• [Required work]
Count the lines of the listing below that contain the string "blue", with letter case taken into account. Give only the number.

• [The input]
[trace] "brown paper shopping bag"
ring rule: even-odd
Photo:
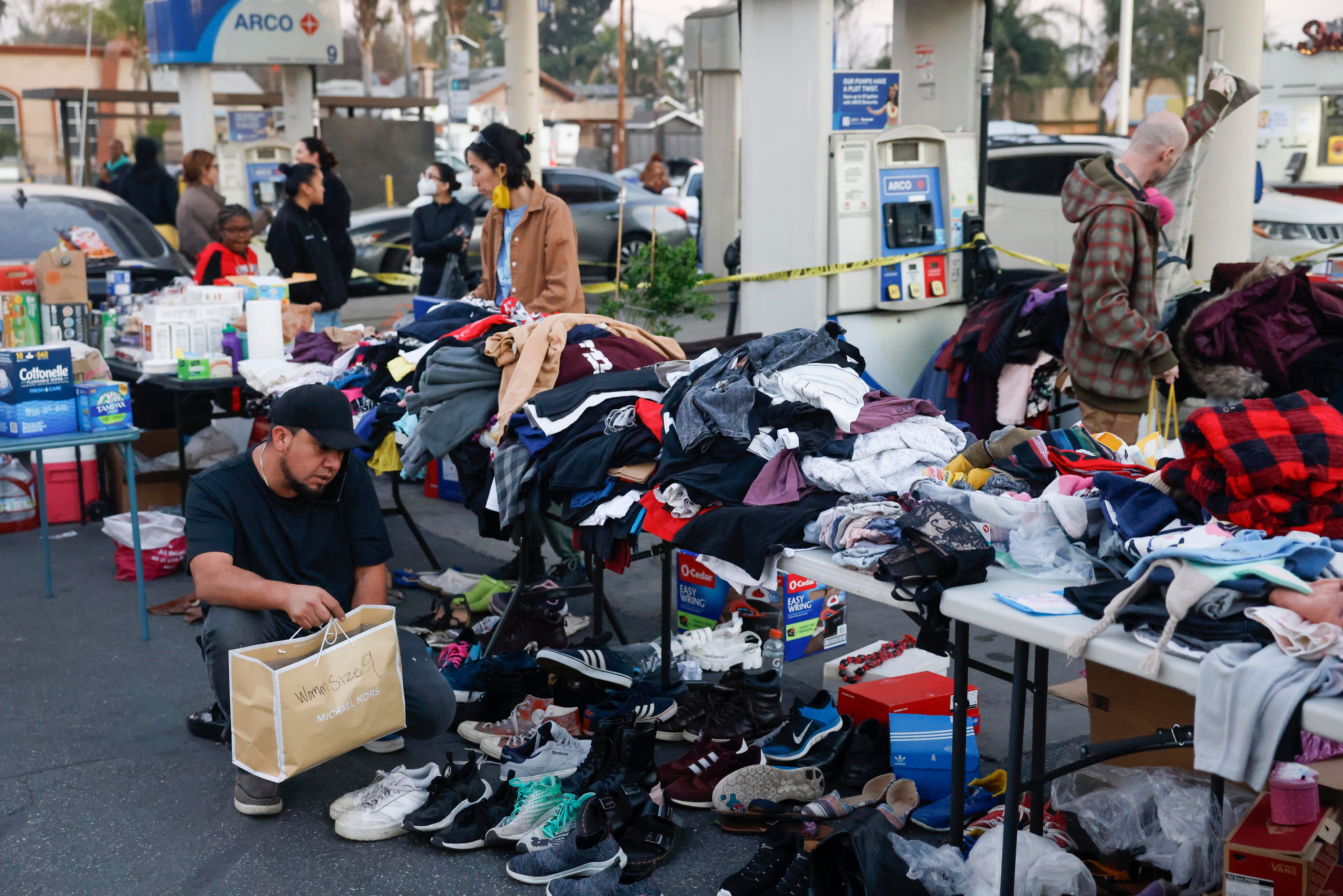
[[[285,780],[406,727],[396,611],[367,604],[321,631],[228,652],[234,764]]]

---

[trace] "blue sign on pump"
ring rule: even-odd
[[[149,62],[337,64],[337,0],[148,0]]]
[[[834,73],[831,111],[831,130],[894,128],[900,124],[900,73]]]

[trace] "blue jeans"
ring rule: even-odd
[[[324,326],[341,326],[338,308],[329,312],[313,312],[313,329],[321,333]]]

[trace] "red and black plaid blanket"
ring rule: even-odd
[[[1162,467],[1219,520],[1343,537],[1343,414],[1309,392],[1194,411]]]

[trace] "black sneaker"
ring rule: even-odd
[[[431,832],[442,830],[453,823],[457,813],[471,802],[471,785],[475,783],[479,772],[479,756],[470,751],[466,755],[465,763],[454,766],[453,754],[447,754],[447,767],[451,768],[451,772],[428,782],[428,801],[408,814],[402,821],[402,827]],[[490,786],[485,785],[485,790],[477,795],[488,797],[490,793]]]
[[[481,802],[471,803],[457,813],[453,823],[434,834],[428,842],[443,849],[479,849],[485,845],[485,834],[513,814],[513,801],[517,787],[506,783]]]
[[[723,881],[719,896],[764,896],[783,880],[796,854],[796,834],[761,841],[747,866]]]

==

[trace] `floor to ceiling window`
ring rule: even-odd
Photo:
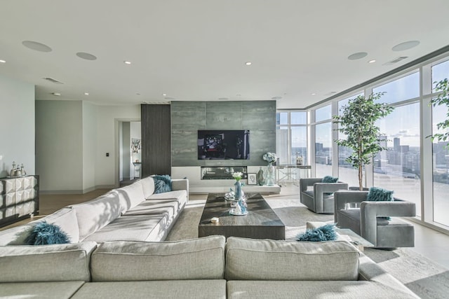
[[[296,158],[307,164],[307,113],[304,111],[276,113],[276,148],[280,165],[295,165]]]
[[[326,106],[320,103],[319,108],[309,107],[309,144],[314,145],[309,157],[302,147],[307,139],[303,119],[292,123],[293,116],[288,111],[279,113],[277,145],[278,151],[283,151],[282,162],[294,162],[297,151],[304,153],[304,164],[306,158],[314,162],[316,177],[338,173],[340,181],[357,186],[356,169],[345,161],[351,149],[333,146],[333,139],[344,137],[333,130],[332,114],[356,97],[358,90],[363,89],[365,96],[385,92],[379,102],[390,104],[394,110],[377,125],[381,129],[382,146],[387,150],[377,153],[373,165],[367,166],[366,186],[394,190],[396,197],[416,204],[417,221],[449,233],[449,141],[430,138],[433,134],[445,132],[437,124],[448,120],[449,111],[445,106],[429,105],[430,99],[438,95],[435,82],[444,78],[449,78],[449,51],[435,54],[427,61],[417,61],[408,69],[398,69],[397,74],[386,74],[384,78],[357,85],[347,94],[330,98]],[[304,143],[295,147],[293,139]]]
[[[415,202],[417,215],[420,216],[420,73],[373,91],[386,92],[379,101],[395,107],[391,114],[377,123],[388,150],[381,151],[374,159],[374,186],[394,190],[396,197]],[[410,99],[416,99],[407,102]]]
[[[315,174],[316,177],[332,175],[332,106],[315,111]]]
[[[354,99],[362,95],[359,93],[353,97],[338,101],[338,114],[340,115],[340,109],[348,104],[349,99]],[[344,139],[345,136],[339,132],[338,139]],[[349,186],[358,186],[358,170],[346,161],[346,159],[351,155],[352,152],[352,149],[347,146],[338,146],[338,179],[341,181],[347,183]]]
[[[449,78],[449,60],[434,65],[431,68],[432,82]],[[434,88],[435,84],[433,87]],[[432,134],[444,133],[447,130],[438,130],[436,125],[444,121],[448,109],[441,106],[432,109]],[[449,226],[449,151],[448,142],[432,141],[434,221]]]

• [Solution to this task]
2